------ DATASET EXTRACT

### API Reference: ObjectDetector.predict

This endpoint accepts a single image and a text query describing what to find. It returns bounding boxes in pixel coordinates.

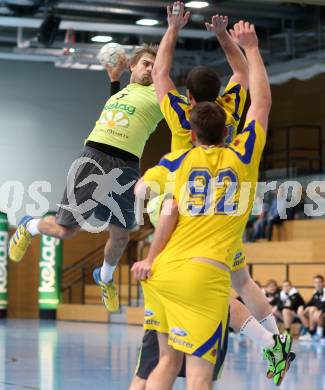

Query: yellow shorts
[231,243,247,272]
[142,259,231,364]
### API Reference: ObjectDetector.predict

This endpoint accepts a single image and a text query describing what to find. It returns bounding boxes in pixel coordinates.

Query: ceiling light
[136,19,159,26]
[185,1,209,8]
[91,35,113,43]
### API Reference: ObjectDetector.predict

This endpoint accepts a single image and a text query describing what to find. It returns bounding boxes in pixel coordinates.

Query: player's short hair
[130,44,158,66]
[185,66,221,103]
[190,102,226,145]
[314,275,324,283]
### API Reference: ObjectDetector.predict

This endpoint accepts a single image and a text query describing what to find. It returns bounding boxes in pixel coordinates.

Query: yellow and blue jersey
[144,119,265,268]
[160,82,247,152]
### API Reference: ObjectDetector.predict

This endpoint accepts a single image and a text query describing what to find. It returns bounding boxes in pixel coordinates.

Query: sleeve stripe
[227,120,256,164]
[168,92,191,130]
[158,150,190,172]
[193,321,222,357]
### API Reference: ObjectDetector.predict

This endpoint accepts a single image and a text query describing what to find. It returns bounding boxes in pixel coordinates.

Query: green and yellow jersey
[86,83,163,158]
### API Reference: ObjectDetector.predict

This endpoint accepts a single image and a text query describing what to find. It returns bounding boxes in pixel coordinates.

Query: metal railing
[61,220,153,305]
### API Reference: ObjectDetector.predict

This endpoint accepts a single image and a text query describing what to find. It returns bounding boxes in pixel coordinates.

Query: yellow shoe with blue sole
[8,216,33,263]
[93,268,120,313]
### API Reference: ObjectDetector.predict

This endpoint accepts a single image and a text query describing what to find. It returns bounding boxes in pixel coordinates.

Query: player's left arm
[205,15,248,89]
[152,1,190,103]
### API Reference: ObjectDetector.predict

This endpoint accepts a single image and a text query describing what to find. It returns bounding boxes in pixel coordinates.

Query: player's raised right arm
[231,21,272,131]
[152,1,190,103]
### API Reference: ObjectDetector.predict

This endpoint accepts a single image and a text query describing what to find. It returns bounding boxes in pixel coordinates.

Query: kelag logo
[171,328,187,337]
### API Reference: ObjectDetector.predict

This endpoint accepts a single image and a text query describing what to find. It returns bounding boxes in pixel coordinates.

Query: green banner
[38,221,63,309]
[0,212,9,309]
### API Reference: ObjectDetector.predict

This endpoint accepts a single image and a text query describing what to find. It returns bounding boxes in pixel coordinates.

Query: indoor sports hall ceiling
[0,0,325,83]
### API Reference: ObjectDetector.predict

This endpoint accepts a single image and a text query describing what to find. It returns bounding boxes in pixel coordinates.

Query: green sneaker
[263,335,296,386]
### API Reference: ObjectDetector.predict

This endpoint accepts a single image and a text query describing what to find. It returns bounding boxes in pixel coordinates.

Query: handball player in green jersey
[9,46,162,312]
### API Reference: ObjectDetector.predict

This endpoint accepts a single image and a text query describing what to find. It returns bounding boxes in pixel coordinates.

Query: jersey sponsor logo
[170,328,187,337]
[168,336,194,349]
[58,157,136,233]
[99,110,130,129]
[104,102,136,115]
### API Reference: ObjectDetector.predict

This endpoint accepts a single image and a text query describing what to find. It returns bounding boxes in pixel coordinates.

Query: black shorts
[135,316,229,381]
[56,146,140,231]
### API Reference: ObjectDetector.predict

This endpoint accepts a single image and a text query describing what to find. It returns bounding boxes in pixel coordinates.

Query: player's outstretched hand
[230,20,258,50]
[105,55,129,82]
[167,1,190,30]
[205,15,228,35]
[131,259,152,280]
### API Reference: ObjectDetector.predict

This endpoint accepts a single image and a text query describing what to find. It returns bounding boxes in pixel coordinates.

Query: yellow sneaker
[93,268,120,312]
[8,217,33,263]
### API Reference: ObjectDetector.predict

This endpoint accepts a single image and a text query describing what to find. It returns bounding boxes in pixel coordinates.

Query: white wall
[0,61,126,224]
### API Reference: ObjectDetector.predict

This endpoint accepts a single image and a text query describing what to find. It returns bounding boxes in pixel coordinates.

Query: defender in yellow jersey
[9,46,162,311]
[132,8,291,389]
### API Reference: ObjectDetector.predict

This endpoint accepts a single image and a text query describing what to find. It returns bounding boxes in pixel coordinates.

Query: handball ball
[97,42,125,67]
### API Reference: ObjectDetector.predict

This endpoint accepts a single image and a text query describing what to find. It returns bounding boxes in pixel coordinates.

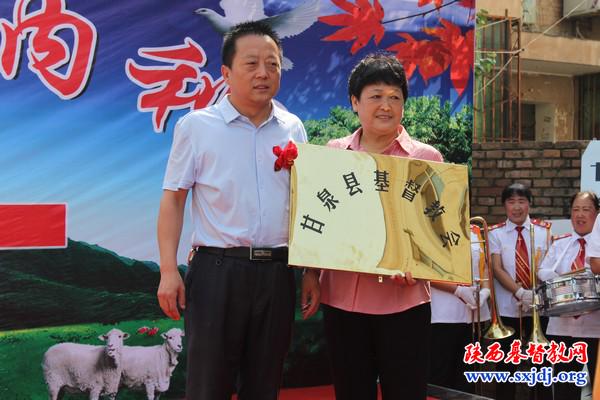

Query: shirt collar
[506,215,531,231]
[571,230,592,244]
[217,95,284,124]
[345,125,415,154]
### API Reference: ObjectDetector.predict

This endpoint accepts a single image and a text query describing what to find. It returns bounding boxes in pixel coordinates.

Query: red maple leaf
[423,18,474,96]
[319,0,385,54]
[387,33,451,84]
[417,0,442,8]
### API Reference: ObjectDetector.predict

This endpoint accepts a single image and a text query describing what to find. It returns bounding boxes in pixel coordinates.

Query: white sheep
[121,328,184,400]
[42,329,129,400]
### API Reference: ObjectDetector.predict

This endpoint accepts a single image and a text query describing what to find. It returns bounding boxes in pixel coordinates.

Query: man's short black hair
[221,21,283,68]
[348,53,408,101]
[502,183,531,204]
[570,190,600,211]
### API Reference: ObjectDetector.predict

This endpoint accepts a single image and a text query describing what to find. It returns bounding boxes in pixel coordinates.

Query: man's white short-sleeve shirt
[163,97,307,247]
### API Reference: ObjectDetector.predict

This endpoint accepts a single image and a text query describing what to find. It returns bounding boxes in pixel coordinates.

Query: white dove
[194,0,320,70]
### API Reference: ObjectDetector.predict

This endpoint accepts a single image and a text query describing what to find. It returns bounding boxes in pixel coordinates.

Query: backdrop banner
[0,0,475,400]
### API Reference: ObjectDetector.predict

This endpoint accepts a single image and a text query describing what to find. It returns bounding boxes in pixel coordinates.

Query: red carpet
[233,386,436,400]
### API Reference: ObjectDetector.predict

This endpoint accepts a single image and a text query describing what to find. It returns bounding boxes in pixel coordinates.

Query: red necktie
[515,226,533,289]
[571,238,585,271]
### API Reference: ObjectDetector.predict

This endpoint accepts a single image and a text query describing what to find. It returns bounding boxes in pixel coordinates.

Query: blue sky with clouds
[0,0,472,262]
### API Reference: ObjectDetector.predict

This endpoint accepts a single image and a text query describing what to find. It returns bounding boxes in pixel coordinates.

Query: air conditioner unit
[563,0,600,17]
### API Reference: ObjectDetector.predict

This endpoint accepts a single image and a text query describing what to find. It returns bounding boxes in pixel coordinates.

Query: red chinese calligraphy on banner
[125,37,227,133]
[0,204,67,249]
[0,0,97,100]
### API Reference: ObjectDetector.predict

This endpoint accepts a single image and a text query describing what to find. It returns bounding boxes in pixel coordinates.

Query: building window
[576,74,600,140]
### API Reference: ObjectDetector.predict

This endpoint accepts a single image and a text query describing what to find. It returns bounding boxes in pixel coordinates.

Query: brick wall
[470,141,588,224]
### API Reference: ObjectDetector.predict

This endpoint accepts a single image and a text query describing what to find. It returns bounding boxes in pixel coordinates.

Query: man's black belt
[193,246,288,262]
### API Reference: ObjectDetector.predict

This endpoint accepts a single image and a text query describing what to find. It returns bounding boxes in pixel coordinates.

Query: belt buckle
[250,246,273,261]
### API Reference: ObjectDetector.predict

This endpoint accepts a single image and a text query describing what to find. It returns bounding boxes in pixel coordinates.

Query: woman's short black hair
[348,53,408,101]
[221,21,283,68]
[570,190,600,211]
[502,183,531,204]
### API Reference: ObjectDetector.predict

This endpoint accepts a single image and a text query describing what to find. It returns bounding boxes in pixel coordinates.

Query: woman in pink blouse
[321,54,442,400]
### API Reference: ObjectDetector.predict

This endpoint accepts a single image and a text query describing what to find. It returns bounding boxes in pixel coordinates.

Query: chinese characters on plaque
[289,144,472,283]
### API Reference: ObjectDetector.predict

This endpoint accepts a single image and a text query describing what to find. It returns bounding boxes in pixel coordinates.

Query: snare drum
[535,272,600,317]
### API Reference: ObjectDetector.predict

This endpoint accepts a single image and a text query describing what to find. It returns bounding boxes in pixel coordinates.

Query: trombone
[470,216,515,340]
[519,224,550,345]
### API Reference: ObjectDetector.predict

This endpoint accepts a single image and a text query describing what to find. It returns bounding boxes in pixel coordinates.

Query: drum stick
[552,246,569,272]
[592,340,600,400]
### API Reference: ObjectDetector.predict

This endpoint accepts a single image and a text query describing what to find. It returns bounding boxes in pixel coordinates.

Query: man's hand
[390,271,417,286]
[479,288,490,307]
[538,269,558,282]
[515,287,533,311]
[454,286,477,310]
[300,269,321,319]
[157,268,185,321]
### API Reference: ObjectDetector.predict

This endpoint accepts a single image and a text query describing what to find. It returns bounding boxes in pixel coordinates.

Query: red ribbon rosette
[273,140,298,171]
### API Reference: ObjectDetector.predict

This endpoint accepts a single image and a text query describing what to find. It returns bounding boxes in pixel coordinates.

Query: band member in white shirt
[489,183,552,400]
[538,192,600,400]
[429,225,490,392]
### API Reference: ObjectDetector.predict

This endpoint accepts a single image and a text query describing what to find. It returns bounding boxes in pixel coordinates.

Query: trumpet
[471,217,515,340]
[529,225,550,345]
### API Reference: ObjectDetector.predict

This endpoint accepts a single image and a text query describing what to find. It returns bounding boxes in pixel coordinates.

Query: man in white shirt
[158,22,319,400]
[538,192,600,400]
[429,225,490,392]
[587,209,600,274]
[489,183,552,400]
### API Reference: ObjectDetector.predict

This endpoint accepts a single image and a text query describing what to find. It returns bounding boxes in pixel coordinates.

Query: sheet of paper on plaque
[289,144,472,283]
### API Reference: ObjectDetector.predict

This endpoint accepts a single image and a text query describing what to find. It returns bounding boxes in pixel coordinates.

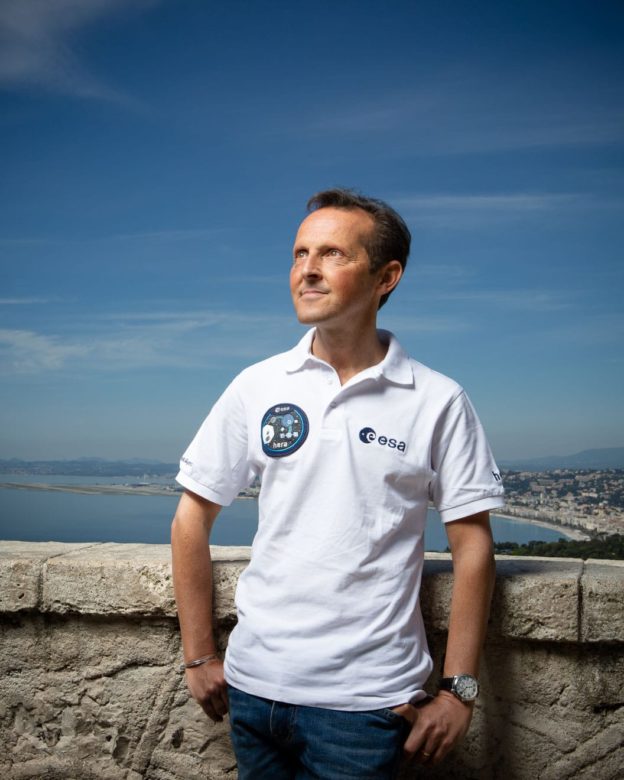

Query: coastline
[490,511,592,542]
[0,482,592,541]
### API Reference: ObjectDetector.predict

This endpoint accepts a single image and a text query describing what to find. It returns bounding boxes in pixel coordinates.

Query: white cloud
[0,0,154,102]
[391,193,595,229]
[0,329,89,374]
[0,298,50,306]
[292,61,624,157]
[0,311,296,375]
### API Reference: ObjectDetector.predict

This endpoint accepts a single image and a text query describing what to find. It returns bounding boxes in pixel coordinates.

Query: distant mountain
[499,447,624,471]
[0,458,178,477]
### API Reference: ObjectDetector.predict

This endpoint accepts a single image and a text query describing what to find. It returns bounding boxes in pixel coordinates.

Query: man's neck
[312,323,388,385]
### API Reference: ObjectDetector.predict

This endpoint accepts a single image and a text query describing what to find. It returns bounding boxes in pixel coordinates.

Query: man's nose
[301,252,321,278]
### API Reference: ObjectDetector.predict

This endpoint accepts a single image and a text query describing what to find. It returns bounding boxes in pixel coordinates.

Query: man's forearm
[171,494,220,662]
[443,513,495,677]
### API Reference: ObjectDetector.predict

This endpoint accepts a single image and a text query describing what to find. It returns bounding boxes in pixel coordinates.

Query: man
[172,190,503,780]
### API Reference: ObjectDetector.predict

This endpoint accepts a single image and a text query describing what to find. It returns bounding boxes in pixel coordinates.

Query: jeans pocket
[373,707,409,724]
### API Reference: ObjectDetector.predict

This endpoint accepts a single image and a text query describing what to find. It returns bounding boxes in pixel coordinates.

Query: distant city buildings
[501,469,624,535]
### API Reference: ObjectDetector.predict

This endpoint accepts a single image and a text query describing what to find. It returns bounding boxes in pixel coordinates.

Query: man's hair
[307,187,412,309]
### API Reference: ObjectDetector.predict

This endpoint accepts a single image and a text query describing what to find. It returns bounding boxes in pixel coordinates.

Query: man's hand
[186,660,228,723]
[394,691,473,766]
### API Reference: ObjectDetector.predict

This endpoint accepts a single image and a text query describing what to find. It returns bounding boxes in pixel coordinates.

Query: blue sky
[0,0,624,462]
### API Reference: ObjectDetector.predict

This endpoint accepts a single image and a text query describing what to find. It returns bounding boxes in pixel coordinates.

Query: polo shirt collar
[286,328,414,386]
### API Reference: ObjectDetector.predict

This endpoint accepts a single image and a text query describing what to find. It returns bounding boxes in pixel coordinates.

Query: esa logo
[360,428,405,452]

------------

▸ **DIRECTIONS FOR THIS TASK**: Return every line from the collection entries above that contains the string "black". Case counts.

▸ **RESPONSE**:
Query: black shorts
Query: man's short black hair
Query: man's black belt
Query: woman's short black hair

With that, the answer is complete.